Activity: Wherever the line with "white dress strap." sits in the listing below, transcribe from it up to and including the line with "woman's bare arm.", exactly, and leave the remaining lines out.

Material for this exercise:
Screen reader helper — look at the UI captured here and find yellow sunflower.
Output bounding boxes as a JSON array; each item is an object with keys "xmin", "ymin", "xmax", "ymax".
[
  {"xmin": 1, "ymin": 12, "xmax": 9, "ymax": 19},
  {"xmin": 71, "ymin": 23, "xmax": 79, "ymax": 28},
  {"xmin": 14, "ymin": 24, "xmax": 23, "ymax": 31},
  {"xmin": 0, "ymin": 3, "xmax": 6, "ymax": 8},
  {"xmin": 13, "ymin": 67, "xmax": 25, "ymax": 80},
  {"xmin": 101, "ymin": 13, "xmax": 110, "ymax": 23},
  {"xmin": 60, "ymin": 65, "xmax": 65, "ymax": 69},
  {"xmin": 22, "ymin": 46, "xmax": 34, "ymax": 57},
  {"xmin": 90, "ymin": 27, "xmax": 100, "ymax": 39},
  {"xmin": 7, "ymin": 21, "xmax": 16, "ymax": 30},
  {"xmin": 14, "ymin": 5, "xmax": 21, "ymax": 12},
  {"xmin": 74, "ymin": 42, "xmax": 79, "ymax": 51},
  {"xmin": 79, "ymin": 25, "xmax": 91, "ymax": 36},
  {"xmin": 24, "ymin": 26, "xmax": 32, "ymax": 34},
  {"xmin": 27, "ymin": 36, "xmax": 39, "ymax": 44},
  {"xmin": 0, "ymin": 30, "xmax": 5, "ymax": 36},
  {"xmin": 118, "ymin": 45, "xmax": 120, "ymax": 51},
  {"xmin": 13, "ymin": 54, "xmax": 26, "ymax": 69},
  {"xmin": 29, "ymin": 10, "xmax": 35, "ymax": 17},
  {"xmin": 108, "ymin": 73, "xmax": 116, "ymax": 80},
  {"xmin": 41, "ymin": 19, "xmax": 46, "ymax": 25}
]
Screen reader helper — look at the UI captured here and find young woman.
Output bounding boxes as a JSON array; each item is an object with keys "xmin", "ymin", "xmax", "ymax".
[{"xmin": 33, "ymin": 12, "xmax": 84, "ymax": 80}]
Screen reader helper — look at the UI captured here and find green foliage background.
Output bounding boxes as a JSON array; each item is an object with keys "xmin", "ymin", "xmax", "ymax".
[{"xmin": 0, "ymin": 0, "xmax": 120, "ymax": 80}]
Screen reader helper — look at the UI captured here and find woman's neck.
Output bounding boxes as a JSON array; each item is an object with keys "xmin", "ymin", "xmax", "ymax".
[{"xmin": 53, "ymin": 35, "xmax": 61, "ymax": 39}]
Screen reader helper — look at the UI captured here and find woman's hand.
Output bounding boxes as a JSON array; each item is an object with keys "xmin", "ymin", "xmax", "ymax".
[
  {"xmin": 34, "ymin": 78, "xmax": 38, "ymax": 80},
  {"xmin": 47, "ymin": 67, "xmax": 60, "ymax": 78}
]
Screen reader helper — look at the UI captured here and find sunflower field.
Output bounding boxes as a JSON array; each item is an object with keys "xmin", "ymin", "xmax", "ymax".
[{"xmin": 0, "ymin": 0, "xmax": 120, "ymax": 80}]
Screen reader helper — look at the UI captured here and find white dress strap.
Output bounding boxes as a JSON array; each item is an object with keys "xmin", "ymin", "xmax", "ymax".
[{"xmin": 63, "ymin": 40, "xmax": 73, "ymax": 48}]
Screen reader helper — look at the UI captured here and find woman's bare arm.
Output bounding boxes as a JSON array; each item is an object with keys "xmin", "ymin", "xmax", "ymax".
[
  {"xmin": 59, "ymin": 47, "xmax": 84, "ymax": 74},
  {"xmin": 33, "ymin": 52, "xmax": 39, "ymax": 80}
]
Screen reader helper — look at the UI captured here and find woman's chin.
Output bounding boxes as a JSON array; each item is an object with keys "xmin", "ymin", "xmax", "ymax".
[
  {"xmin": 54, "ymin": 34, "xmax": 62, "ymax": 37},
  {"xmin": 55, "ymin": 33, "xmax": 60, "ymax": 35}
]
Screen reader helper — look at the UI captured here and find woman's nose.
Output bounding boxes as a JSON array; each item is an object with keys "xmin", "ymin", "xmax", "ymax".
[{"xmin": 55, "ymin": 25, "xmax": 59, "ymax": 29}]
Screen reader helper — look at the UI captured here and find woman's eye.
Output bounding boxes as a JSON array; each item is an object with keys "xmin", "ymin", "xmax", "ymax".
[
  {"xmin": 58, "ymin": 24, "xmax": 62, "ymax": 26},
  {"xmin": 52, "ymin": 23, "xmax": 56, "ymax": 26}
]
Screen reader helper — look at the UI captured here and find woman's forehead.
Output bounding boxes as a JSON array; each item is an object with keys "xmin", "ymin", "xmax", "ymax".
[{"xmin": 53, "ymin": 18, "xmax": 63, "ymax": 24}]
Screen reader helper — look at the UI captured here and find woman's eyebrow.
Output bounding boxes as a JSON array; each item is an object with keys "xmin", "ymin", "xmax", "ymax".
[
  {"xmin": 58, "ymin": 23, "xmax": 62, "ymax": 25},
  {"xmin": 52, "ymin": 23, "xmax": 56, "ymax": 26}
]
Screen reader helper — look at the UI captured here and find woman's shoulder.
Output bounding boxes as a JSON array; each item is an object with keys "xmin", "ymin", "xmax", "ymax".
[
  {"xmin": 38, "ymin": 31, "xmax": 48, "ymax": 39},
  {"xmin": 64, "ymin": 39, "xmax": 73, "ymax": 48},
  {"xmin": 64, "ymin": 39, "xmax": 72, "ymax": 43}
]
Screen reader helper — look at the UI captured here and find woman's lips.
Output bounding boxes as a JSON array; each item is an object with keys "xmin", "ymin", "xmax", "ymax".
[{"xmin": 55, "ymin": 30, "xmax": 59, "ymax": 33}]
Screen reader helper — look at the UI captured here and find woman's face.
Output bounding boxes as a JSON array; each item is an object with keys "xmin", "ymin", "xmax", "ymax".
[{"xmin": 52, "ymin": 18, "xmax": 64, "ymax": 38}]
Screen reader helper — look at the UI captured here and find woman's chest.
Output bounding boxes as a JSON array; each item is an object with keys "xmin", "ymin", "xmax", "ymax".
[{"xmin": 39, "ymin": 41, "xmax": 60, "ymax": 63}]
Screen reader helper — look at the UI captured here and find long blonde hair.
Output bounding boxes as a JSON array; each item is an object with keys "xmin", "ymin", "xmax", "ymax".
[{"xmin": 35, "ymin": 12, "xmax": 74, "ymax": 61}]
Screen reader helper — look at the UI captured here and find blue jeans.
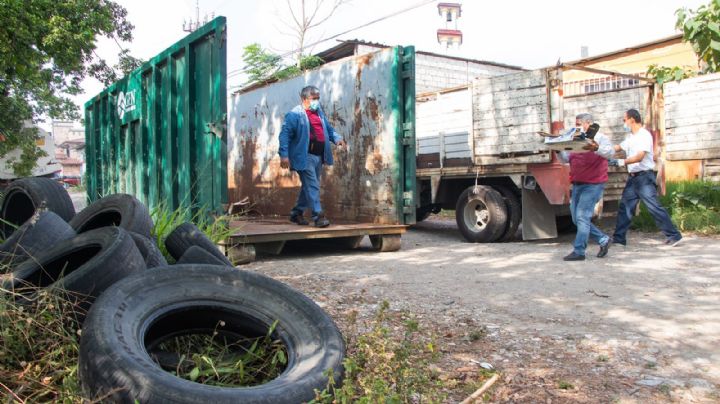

Answer to this task:
Screen reader helper — look at the UI captured here and find white dress strap.
Output bounding boxes as a JSON array; each item is an object with keys "xmin", "ymin", "xmax", "ymax".
[{"xmin": 63, "ymin": 40, "xmax": 73, "ymax": 48}]
Screen reader helper — look at the UI captured here and find woman's bare arm.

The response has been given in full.